* EXTRACTED ENTRIES:
* * * *

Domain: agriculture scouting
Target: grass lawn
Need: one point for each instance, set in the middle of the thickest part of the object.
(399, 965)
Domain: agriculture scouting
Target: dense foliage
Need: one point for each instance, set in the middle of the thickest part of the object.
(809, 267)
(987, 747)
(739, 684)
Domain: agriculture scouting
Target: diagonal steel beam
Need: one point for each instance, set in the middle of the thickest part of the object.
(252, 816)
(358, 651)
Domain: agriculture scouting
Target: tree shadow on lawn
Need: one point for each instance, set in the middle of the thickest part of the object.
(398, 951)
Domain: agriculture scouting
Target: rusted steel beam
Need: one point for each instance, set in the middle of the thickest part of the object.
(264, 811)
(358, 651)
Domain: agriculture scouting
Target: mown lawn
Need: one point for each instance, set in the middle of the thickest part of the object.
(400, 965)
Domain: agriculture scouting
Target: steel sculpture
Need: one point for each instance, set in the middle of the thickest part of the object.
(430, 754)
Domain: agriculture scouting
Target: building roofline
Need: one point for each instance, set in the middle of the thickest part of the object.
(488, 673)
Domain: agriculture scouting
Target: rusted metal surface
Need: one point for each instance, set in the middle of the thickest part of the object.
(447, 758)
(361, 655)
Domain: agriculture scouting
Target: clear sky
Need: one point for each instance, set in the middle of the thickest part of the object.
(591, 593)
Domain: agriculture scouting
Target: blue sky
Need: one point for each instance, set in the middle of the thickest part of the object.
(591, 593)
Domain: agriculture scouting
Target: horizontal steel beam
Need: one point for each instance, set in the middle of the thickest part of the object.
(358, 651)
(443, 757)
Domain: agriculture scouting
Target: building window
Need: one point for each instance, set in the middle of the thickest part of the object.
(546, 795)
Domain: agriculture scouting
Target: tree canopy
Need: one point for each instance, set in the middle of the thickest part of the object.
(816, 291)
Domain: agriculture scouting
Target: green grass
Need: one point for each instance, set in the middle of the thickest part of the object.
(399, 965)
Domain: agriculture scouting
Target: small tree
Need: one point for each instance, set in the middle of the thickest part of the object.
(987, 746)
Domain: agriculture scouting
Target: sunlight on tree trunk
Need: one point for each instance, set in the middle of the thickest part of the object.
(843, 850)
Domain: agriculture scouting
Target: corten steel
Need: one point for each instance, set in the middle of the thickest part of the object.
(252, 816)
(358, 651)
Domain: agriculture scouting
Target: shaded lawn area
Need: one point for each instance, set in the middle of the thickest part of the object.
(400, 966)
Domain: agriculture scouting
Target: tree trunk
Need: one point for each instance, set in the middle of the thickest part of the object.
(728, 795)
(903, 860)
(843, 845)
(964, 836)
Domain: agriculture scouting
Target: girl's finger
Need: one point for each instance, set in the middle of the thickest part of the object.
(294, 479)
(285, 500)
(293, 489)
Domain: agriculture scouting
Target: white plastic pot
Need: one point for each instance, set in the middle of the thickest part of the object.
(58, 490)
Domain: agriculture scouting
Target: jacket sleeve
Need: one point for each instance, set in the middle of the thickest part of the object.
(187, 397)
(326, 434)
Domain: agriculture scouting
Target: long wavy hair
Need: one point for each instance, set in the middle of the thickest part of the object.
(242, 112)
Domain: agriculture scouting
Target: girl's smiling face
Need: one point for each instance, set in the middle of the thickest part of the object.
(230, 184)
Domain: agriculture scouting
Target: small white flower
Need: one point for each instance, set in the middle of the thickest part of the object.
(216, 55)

* * * *

* INSTRUCTIONS TO FOLLOW: Copy all the records above exactly, missing none.

* FULL SOLUTION:
Domain: agriculture scouting
Target: grass lawn
Need: one point for each instance, set in the middle of the thickest part of the object.
(399, 965)
Domain: agriculture scouting
Target: dense foliage
Need: one point for each instance, set in the middle of the thickest part of the object.
(809, 267)
(987, 747)
(739, 684)
Domain: agriculture scouting
Target: diagonal steel beam
Need: one point for each instance, set in the middle of the thickest part of the object.
(252, 816)
(358, 651)
Domain: agriculture scouting
Target: tree shadow on lawn
Need: one point for each instance, set in the middle of the thickest part of the object.
(398, 951)
Domain: agriculture scouting
Target: rusted steel beam
Need: one point for each instance, set in the middle of the thickest part of the object.
(264, 811)
(358, 651)
Domain: agriculture scouting
Target: mown lawn
Need: one point for each instance, set in the middle of the thickest part of the object.
(400, 965)
Domain: agriculture scouting
Target: steel sculpture
Need: one point for each instance, set in the middle of the thickest part of the object.
(430, 754)
Domain: agriculture scouting
Target: building roofline
Need: one point for each instance, set in the middle of the thickest part of the object.
(488, 673)
Domain: agriculture scouting
Target: rusted metal surface
Need: one point for each instance, set in the middle of the thickest part of the object.
(447, 758)
(361, 655)
Domain: agriculture scouting
Target: clear sky
Need: one point for each instance, set in the middle of the thickest part of the object.
(591, 593)
Domain: agriculture scouting
Target: blue sky
Need: one point for each instance, set in the middle of the thickest part of the object.
(591, 593)
Domain: agriculture scouting
Target: horizontal steel beam
Need: one point for each instance, set in the middle of the thickest part of the object.
(358, 651)
(443, 757)
Domain: agriculture scouting
Target: building window
Need: one point for each instance, set in the middle of the thickest part of the object.
(546, 795)
Domain: agriculture scouting
Target: tree canopy
Need: one point for each instance, set in the middle of the thickest part of the object.
(816, 291)
Domain: agriculture scouting
Target: green grass
Need: one point for each instance, set in the middle of the thickest part of the object.
(399, 965)
Domain: agriculture scouting
Target: small tree
Need: one point for each instance, set in the middle of the thickest part of the object.
(987, 746)
Domain: agriculture scouting
Target: sunlight on tree trunk
Need: one point for each instance, set in the middle of the thickest part of the object.
(843, 850)
Domain: agriculture scouting
Target: corten steel
Need: one point for each instance, set in the middle of the thickest part of the object.
(252, 816)
(358, 651)
Domain: agriculture scouting
Target: shaded lawn area
Need: one point for each instance, set in the middle of the thickest part of the object.
(400, 966)
Domain: agriculture scouting
Target: tree trunk
Need: one point for each instance, set in the middle of the thickest part of the object.
(728, 795)
(903, 860)
(843, 845)
(964, 836)
Domain: agriculture scouting
Target: girl's finger
Need: one point for each instance, set in the middle of the thickest part of the object.
(294, 479)
(285, 500)
(293, 489)
Domain: agriculture scouting
Target: white plastic pot
Need: one point for each instance, set in the middle of the thickest part of the object.
(58, 490)
Domain: agriculture scouting
Target: jacket sleeve
Need: one point for each instance, set in the middle of the thickest part of the object.
(187, 397)
(326, 434)
Domain: agriculture scouting
Target: long wavy hair
Need: one point for each instance, set in the middle of the thickest part of the object.
(242, 112)
Domain: agriculture scouting
Target: girl's smiling face
Need: one point for each instance, set in the middle of the thickest part of the object.
(230, 184)
Domain: agriculture scouting
Target: small white flower
Need: one point for each instance, set in the middle of the thickest part of the object.
(216, 55)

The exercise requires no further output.